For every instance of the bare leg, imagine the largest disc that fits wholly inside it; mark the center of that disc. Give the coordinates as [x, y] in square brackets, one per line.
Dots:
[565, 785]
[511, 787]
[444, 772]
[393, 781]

━━━━

*Do this*. Rewrite the entries above, swapping each "disc" for "circle" and leaving all other wording unchanged.

*Output of the task*.
For every instance of the bare leg, imagine the largest circle that fits wholly inside it; mark the center of that circle. Give the coordinates as [x, y] in square brackets, one per line.
Dots:
[565, 785]
[511, 787]
[444, 772]
[393, 781]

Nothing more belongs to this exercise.